### [PASSAGE]
## Start
PHOTO LINK: "Centennial of Flight"


The Wings of Kitty Hawk

The Centennial of Flight celebrates the genius of Wilbur and Orville Wright

by Michelle Evans


December 17, 1903, dawned fair and cold on the Outer Banks of North Carolina. These are a series of long, thin barrier islands on the edge of the Atlantic Ocean, that stretch approximately 120 miles from the Currituck Beach lighthouse at Corolla in the North, past Cape Hatteras, and down to the Ocracoke lighthouse in the South. The only way to reach the towns and villages of the Outer Banks a hundred years ago was by boat from Elizabeth City. It might take a day, or even two, to reach the more accessible points such as Kitty Hawk. Transportation was not reliable, nor assured.


It was from these wind-swept islands that Orville and Wilbur Wright decided to try their hand at the problems of human flight. For several years they used the steady winds and remote location to try out their ideas, strapping themselves into contraptions of wood and cloth that most would find to be death traps, as indeed flying machines had been for many men in the waning years of the 19th Century and the first years of the 20th.
## End
### [PROBLEMS TO SOLVE]
1. In the passage on the Wright brothers, how long might the boat trip from Elizabeth City to Kitty Hawk take a hundred years ago?
2. Repeat word for word the part of the passage that begins at the words "by Michelle Evans" and stops after "reliable, nor assured.".
3. According to the passage, why did Orville and Wilbur Wright carry out their flight experiments on the Outer Banks islands?

### [DATA EXCERPTS]
## Start
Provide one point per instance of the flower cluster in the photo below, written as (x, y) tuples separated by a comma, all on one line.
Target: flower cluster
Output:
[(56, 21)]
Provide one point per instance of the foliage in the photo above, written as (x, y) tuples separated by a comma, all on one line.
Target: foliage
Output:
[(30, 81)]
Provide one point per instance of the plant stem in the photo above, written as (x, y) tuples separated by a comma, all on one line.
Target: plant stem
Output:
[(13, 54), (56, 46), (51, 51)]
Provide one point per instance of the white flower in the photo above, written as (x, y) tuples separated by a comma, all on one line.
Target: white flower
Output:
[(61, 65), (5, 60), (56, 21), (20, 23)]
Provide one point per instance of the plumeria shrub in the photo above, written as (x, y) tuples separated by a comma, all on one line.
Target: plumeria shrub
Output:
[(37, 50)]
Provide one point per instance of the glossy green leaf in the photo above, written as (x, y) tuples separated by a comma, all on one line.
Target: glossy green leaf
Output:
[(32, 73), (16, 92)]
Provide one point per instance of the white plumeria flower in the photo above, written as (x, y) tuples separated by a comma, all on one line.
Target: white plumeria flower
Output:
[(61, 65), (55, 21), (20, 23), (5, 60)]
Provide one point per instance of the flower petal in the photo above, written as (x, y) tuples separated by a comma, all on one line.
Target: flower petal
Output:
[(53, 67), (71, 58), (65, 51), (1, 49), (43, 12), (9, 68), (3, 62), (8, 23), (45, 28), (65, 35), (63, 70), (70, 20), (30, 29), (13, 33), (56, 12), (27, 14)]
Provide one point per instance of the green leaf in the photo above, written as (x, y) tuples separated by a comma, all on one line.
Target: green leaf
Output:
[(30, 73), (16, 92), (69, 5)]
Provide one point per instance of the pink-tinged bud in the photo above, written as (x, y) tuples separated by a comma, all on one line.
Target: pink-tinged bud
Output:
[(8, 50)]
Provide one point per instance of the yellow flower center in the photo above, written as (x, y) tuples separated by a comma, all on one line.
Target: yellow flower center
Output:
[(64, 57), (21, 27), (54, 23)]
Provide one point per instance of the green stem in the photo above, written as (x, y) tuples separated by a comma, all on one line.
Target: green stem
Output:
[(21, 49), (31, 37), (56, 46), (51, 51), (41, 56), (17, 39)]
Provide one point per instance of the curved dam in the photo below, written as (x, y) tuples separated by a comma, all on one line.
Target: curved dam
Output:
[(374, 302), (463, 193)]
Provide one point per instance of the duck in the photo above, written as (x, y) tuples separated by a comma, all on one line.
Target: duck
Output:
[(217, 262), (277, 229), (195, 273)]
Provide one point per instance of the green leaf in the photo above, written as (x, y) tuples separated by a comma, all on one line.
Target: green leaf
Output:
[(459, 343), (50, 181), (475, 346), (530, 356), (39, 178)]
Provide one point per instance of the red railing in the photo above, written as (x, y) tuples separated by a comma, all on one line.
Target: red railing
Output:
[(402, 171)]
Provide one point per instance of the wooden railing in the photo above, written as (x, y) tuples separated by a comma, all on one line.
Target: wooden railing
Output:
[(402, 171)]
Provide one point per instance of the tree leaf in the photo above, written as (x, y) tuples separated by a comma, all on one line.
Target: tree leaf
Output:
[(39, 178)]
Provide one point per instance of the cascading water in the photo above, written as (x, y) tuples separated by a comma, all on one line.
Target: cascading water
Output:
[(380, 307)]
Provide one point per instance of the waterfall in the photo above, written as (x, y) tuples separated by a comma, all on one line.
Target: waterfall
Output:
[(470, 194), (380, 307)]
## End
## Start
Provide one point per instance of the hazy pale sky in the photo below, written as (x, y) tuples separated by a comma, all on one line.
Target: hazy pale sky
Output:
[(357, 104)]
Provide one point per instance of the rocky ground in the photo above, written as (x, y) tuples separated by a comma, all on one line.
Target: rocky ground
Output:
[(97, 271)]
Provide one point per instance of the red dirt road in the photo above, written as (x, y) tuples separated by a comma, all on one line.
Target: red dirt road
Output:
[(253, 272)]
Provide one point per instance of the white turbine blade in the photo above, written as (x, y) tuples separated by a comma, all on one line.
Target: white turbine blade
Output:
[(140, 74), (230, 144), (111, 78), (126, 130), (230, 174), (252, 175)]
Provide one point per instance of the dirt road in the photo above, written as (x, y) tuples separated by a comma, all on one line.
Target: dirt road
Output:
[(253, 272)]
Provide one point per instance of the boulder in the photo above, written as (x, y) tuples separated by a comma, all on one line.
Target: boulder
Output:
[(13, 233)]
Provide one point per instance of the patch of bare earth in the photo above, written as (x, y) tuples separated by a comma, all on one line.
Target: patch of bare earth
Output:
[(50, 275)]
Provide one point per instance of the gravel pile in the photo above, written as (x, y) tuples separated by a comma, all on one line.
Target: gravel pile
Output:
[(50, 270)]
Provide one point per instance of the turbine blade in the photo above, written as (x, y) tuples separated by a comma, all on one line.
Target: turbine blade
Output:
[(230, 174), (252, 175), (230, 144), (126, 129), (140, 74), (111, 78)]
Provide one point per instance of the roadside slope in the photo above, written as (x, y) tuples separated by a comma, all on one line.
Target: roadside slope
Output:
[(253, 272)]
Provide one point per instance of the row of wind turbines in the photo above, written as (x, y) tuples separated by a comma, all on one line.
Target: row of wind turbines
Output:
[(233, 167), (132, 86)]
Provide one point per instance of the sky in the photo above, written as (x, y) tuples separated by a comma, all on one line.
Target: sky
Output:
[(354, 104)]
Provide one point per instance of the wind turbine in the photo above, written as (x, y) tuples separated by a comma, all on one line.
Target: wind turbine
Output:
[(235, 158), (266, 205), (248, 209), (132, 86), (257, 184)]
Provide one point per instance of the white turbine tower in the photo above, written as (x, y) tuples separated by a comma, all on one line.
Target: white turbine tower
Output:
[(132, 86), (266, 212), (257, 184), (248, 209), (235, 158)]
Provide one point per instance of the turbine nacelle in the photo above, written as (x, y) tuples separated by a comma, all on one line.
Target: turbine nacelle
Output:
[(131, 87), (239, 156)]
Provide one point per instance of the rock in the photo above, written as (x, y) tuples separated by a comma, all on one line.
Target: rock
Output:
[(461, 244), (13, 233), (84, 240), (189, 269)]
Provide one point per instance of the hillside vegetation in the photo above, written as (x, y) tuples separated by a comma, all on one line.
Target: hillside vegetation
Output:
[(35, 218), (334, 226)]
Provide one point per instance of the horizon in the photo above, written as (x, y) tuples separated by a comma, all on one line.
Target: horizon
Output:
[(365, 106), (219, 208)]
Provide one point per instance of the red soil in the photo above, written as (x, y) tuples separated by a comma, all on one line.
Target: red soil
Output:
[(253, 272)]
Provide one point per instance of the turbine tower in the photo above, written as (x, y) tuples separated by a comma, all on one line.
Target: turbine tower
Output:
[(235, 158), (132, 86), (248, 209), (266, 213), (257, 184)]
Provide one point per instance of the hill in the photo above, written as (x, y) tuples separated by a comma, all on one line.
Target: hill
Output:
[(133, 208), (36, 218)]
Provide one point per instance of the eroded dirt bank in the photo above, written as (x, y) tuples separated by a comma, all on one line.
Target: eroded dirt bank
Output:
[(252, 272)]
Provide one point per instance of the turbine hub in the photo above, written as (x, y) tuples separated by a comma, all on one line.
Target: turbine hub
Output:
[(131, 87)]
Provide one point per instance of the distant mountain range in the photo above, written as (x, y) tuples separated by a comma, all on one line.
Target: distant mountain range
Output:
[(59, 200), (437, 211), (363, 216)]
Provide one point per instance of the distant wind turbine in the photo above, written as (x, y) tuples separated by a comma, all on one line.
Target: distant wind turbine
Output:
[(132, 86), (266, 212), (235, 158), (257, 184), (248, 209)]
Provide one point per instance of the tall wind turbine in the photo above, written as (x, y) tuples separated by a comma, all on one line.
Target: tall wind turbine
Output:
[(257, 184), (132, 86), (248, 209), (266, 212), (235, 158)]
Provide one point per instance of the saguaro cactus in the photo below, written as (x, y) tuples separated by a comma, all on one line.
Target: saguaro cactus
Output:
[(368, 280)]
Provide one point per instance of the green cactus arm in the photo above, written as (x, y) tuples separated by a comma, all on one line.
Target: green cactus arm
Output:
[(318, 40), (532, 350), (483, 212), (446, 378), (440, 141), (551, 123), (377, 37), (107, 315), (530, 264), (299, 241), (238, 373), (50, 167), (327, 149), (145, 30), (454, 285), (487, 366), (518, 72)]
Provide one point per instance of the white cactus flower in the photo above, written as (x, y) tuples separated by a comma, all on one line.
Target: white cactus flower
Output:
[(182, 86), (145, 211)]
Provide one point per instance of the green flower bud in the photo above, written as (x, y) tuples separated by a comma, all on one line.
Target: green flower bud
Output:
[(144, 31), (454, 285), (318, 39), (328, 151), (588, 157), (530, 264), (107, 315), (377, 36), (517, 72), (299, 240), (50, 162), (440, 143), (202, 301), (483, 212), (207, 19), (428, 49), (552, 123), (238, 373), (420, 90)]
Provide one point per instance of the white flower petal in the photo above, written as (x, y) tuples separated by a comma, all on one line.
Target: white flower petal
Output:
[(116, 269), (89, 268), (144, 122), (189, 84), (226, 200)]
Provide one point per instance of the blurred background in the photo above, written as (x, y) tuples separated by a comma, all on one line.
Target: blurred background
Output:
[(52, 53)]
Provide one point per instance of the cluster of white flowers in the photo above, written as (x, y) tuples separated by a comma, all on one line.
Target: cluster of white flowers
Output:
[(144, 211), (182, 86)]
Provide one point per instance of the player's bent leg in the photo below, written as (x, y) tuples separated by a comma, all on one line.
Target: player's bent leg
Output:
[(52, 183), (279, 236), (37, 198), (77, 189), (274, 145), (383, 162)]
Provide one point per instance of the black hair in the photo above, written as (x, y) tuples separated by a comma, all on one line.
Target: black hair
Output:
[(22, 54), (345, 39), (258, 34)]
## End
## Start
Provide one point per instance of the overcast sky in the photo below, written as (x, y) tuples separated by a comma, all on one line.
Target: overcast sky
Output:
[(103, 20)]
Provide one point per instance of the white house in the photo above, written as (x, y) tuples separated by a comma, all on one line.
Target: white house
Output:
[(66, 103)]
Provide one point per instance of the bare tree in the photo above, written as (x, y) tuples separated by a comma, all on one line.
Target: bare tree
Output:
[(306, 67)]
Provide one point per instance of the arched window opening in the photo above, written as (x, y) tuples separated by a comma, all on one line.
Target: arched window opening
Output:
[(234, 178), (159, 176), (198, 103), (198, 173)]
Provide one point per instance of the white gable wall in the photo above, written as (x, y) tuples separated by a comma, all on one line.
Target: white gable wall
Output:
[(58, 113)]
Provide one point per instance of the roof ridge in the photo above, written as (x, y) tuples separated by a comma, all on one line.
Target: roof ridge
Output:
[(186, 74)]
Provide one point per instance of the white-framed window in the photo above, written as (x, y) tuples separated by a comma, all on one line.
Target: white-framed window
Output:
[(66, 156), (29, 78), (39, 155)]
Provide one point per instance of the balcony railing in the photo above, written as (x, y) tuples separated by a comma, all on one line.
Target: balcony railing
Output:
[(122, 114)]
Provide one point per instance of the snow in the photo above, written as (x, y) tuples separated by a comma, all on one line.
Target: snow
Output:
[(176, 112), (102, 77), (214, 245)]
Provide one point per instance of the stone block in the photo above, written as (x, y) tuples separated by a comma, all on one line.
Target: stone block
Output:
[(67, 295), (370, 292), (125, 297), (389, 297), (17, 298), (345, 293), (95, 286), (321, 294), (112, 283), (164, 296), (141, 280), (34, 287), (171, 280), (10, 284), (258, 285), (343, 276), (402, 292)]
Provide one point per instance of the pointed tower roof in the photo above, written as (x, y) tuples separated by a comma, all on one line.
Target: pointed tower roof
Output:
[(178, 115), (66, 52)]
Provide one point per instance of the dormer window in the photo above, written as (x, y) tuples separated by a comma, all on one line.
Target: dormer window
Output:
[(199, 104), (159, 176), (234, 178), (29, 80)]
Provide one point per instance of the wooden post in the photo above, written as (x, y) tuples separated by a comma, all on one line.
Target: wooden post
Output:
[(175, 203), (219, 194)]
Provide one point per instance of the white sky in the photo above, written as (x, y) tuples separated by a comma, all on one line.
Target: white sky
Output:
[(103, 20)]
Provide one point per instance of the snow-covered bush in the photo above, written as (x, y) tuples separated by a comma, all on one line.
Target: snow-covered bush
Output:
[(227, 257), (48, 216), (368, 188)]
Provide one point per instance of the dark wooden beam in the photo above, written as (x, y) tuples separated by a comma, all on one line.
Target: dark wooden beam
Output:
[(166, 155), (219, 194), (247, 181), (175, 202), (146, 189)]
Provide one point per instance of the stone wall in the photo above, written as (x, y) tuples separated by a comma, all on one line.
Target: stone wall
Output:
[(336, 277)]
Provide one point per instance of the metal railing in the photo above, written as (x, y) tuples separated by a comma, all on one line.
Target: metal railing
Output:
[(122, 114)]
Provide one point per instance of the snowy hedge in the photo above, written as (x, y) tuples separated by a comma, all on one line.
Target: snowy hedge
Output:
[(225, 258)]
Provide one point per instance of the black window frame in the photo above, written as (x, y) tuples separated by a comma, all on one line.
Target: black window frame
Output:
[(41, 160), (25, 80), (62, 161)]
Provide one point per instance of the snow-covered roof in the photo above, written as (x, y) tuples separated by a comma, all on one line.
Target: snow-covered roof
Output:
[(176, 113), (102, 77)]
## End
### [EXPECTED RESPONSES]
1. A day, or even two.

2.
by Michelle Evans


December 17, 1903, dawned fair and cold on the Outer Banks of North Carolina. These are a series of long, thin barrier islands on the edge of the Atlantic Ocean, that stretch approximately 120 miles from the Currituck Beach lighthouse at Corolla in the North, past Cape Hatteras, and down to the Ocracoke lighthouse in the South. The only way to reach the towns and villages of the Outer Banks a hundred years ago was by boat from Elizabeth City. It might take a day, or even two, to reach the more accessible points such as Kitty Hawk. Transportation was not reliable, nor assured.

3. They used the islands' steady winds and remote location to try out their ideas about human flight over several years.